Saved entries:
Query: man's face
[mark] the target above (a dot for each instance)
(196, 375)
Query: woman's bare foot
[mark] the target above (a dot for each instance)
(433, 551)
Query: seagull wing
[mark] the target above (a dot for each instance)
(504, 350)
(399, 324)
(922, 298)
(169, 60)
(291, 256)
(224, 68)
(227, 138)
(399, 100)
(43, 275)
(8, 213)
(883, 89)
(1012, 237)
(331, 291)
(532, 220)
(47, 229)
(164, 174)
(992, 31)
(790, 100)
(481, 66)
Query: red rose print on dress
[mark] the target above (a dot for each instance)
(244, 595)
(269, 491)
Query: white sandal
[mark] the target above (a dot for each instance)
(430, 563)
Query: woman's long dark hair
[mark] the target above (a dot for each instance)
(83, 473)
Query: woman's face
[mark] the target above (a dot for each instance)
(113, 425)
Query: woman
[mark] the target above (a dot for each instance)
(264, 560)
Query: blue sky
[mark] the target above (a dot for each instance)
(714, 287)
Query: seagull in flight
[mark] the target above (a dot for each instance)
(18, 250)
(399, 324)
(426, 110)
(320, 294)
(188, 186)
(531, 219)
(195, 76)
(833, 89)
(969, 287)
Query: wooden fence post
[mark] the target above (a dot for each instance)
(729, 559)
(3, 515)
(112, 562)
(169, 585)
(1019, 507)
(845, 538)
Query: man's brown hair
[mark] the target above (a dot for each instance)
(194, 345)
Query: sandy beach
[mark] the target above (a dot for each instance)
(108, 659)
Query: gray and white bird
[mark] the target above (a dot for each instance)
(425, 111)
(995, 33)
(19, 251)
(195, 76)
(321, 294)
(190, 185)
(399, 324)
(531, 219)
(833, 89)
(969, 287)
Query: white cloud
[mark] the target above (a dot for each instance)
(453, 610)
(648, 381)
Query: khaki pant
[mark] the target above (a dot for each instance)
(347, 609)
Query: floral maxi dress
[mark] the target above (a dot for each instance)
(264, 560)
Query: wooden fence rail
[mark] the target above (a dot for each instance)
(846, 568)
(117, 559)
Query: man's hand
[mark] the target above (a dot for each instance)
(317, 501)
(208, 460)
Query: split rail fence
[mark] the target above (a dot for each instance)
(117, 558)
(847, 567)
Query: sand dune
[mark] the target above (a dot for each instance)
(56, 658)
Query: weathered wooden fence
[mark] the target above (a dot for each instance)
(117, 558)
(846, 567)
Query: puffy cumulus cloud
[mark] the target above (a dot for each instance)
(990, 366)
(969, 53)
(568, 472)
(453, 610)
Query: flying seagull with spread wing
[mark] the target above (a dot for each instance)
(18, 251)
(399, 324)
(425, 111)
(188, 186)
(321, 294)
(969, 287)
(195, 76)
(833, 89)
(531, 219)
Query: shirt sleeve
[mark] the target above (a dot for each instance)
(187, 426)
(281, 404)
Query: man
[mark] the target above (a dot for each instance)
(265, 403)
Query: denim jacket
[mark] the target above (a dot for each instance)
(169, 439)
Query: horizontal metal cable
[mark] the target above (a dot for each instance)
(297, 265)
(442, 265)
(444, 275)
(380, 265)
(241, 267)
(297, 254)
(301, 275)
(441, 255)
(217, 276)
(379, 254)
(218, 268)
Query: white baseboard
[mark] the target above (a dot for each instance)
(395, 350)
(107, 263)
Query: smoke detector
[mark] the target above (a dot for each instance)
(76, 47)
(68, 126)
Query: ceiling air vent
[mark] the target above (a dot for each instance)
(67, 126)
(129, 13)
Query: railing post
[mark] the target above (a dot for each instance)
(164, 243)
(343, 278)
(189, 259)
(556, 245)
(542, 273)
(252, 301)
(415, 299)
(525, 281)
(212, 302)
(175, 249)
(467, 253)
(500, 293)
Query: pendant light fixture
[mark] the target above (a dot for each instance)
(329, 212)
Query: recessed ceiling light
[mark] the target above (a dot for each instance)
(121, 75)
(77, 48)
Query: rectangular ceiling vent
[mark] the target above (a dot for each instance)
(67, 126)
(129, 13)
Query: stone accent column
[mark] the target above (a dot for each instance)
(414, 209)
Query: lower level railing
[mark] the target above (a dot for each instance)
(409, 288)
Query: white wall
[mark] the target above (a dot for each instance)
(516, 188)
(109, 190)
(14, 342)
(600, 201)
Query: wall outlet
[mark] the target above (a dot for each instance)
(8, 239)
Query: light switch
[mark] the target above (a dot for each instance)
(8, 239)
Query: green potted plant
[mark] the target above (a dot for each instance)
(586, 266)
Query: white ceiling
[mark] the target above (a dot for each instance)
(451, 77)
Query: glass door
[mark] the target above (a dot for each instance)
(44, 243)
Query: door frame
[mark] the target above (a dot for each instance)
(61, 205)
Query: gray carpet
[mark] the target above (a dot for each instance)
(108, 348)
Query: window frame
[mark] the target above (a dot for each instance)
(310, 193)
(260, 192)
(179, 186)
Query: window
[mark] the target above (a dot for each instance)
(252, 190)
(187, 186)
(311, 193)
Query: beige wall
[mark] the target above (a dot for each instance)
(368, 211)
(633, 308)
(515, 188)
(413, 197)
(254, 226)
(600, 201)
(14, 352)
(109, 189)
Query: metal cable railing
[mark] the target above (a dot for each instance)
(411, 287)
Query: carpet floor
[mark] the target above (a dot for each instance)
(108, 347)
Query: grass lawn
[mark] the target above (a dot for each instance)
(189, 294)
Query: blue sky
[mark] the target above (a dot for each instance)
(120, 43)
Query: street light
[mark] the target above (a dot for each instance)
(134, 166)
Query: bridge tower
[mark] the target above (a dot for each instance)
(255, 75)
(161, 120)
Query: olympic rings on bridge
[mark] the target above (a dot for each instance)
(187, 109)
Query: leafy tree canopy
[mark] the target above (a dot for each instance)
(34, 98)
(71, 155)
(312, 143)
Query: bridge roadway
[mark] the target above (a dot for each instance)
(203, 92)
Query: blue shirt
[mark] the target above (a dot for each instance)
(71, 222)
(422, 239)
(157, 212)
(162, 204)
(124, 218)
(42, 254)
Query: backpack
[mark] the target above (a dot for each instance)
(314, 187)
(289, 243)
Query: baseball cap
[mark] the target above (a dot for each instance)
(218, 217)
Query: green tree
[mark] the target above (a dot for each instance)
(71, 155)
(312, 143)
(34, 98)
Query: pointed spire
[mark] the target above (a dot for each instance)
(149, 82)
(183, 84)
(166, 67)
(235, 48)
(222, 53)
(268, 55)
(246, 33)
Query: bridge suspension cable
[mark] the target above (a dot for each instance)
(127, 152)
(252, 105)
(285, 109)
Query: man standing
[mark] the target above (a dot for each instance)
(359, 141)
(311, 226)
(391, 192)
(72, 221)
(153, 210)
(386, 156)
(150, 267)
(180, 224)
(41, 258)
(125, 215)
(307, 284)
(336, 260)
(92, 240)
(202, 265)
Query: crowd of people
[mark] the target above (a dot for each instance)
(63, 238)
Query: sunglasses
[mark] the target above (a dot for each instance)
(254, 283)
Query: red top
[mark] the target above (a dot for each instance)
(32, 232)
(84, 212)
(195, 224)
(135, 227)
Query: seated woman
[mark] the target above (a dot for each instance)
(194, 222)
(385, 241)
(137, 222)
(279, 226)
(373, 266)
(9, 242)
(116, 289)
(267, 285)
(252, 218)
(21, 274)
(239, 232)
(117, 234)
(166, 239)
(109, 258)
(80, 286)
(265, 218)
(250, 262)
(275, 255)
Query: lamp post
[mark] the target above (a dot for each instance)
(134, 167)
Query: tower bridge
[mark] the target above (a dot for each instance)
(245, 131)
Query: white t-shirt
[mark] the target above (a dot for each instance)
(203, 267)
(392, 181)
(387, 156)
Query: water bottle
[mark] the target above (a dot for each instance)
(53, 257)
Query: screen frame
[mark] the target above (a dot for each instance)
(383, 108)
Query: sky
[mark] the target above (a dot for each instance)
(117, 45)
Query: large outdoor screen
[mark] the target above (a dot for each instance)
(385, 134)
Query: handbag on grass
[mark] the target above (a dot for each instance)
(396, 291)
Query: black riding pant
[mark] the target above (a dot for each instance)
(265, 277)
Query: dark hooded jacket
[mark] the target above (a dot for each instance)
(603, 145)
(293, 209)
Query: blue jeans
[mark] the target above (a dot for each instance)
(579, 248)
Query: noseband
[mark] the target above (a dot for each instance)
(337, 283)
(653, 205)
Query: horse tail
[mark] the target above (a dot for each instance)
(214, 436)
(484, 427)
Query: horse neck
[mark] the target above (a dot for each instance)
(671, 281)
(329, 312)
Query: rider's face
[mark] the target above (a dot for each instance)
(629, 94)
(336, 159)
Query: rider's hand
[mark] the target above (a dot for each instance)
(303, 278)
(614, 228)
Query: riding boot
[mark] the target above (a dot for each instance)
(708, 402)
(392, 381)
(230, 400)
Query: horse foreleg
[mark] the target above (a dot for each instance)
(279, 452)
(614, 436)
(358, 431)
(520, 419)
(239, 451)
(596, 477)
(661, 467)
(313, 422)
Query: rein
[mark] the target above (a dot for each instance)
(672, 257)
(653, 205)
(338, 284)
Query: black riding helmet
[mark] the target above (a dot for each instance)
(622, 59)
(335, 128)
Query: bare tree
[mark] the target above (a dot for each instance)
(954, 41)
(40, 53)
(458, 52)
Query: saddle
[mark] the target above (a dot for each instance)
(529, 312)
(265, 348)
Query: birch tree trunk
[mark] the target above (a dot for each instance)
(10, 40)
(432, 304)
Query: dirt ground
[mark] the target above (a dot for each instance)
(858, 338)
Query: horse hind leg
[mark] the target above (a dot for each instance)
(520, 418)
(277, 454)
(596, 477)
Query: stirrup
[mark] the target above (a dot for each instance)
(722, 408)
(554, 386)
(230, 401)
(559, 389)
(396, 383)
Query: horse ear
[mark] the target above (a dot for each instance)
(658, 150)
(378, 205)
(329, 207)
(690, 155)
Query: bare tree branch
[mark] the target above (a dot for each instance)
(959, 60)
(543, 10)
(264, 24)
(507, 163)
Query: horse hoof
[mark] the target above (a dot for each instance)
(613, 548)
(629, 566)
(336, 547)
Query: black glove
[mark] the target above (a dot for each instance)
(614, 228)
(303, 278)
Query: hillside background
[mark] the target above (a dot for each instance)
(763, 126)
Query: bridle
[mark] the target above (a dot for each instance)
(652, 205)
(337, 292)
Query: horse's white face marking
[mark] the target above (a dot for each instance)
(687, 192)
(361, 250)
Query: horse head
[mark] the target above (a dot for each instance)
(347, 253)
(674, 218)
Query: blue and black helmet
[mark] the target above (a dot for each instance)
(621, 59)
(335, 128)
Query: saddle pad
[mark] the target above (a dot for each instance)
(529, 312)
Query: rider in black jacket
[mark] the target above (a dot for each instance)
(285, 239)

### TRY IT
For each line above that has the word "horse", add one to a tally, and report the final tally alone.

### SOLUTION TO THE PROBLEM
8